Reproduce verbatim the lines of the records below, starting at the line that contains "[locate] white plum" and ending at the line that contains "<point>359,269</point>", with both of those lines included.
** begin RECORDS FOR THE TASK **
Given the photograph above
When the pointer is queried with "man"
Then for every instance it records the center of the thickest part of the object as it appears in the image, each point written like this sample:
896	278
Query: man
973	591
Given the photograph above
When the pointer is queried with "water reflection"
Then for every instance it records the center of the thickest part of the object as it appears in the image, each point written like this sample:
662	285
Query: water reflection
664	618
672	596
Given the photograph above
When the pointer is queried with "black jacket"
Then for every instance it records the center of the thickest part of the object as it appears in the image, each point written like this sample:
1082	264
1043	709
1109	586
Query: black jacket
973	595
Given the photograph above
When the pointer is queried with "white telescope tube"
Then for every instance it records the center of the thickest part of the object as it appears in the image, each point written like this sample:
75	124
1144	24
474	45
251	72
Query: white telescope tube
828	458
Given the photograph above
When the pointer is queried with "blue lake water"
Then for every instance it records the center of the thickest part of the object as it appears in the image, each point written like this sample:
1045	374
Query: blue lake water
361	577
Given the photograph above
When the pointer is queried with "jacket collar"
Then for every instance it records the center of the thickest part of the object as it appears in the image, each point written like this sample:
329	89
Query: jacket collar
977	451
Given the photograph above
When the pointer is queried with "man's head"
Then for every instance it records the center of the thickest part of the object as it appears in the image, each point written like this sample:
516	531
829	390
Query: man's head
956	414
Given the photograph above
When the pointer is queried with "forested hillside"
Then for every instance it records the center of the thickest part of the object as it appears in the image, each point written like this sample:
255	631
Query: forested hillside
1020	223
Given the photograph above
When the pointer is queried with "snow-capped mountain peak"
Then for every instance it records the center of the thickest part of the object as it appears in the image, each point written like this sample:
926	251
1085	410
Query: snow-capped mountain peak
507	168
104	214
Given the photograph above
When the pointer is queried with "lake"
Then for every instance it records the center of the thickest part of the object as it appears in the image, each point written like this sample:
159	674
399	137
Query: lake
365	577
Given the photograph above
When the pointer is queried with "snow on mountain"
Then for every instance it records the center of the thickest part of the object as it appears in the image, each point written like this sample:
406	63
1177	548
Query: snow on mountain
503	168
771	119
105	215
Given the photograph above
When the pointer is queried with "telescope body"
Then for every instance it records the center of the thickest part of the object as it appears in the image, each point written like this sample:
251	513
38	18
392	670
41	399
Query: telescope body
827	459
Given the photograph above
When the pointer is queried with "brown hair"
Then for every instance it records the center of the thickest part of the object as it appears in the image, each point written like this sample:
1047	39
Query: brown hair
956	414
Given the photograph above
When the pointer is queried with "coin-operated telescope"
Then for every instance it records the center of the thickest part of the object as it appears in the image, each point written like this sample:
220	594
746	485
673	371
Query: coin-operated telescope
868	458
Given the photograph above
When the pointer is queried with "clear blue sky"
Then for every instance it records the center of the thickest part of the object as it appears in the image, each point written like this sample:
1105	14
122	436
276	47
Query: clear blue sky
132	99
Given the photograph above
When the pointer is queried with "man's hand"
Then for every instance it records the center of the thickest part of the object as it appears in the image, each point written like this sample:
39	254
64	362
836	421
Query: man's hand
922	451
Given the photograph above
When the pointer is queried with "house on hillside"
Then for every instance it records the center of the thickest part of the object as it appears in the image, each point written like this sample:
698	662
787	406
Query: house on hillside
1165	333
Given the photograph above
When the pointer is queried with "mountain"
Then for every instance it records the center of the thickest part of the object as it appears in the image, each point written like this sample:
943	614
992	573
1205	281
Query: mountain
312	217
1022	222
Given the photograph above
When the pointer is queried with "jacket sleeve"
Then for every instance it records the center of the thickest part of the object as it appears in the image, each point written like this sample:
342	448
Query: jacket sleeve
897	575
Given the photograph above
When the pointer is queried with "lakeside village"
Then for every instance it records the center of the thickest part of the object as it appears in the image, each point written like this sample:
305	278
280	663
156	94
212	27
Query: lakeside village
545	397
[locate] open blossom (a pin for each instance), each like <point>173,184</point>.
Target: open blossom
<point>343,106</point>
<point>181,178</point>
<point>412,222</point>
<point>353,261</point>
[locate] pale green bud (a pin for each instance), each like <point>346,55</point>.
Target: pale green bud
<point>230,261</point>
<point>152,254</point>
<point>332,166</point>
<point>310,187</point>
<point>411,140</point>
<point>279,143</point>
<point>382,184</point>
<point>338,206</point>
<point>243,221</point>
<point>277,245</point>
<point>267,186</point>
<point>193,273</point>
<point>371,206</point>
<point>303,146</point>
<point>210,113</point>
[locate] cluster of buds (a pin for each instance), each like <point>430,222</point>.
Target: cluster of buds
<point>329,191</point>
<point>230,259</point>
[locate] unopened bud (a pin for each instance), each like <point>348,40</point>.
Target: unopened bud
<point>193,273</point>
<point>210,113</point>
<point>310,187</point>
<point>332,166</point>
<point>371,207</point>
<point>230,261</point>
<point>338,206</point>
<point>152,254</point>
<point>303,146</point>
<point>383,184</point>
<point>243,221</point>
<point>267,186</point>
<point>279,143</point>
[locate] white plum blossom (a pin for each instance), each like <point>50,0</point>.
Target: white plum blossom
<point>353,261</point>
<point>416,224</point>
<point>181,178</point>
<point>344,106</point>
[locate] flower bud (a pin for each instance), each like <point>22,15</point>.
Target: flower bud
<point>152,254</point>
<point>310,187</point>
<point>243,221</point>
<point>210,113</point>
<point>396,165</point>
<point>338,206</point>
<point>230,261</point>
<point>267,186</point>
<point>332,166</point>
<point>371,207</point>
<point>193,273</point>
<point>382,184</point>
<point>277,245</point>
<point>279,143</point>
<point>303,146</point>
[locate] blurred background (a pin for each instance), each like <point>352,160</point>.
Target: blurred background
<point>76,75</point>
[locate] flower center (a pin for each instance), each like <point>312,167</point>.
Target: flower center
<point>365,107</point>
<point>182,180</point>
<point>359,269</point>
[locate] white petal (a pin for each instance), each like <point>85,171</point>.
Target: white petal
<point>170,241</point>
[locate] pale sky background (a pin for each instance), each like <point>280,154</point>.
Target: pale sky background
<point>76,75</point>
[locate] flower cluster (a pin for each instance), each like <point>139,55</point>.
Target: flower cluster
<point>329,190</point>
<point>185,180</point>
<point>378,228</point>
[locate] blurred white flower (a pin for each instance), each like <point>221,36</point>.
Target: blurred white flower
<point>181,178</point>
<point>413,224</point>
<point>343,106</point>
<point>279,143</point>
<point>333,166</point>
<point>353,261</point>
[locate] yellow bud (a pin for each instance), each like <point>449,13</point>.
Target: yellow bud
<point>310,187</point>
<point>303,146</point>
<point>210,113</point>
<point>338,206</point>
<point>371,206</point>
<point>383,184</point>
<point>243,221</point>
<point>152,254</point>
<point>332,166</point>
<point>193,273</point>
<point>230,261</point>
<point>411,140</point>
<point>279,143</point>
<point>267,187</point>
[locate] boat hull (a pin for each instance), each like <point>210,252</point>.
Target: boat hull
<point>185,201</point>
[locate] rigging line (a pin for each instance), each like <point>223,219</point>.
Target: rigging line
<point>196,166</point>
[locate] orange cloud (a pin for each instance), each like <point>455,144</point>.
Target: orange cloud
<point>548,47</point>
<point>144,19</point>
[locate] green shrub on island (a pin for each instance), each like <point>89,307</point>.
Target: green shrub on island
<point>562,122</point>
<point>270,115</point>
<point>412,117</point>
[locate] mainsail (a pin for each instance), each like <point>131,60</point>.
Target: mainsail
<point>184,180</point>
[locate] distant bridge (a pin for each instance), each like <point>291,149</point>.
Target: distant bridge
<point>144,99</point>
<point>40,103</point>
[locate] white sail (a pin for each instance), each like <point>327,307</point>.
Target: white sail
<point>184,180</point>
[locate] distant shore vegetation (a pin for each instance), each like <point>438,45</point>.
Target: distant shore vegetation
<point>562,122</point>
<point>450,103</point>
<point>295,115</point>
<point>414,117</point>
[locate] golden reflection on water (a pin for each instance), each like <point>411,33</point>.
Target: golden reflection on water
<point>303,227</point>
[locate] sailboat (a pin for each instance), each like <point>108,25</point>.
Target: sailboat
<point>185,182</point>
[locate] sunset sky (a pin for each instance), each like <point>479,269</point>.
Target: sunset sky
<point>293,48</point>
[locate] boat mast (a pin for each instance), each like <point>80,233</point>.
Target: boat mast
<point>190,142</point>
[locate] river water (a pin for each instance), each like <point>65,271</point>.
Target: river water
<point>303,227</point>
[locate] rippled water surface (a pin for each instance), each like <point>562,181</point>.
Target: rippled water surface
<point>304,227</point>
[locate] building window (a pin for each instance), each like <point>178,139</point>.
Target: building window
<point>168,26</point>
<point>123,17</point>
** end RECORDS FOR THE TASK **
EXERCISE ANSWER
[locate] white plum blossom (a pin for each instance), each like <point>50,0</point>.
Target: white plum blossom
<point>353,261</point>
<point>416,224</point>
<point>181,178</point>
<point>344,106</point>
[locate] flower bud (a pin for each instance), each like <point>22,15</point>.
Target: flower bud
<point>152,254</point>
<point>310,187</point>
<point>243,221</point>
<point>210,113</point>
<point>396,165</point>
<point>338,206</point>
<point>230,261</point>
<point>267,186</point>
<point>332,166</point>
<point>371,207</point>
<point>193,273</point>
<point>382,184</point>
<point>277,245</point>
<point>279,143</point>
<point>303,146</point>
[locate] blurred background (a pin for each instance), each like <point>352,160</point>.
Target: blurred background
<point>76,75</point>
[locate] flower center (a pin for each instance), each like <point>312,167</point>.
Target: flower center
<point>365,107</point>
<point>182,180</point>
<point>359,269</point>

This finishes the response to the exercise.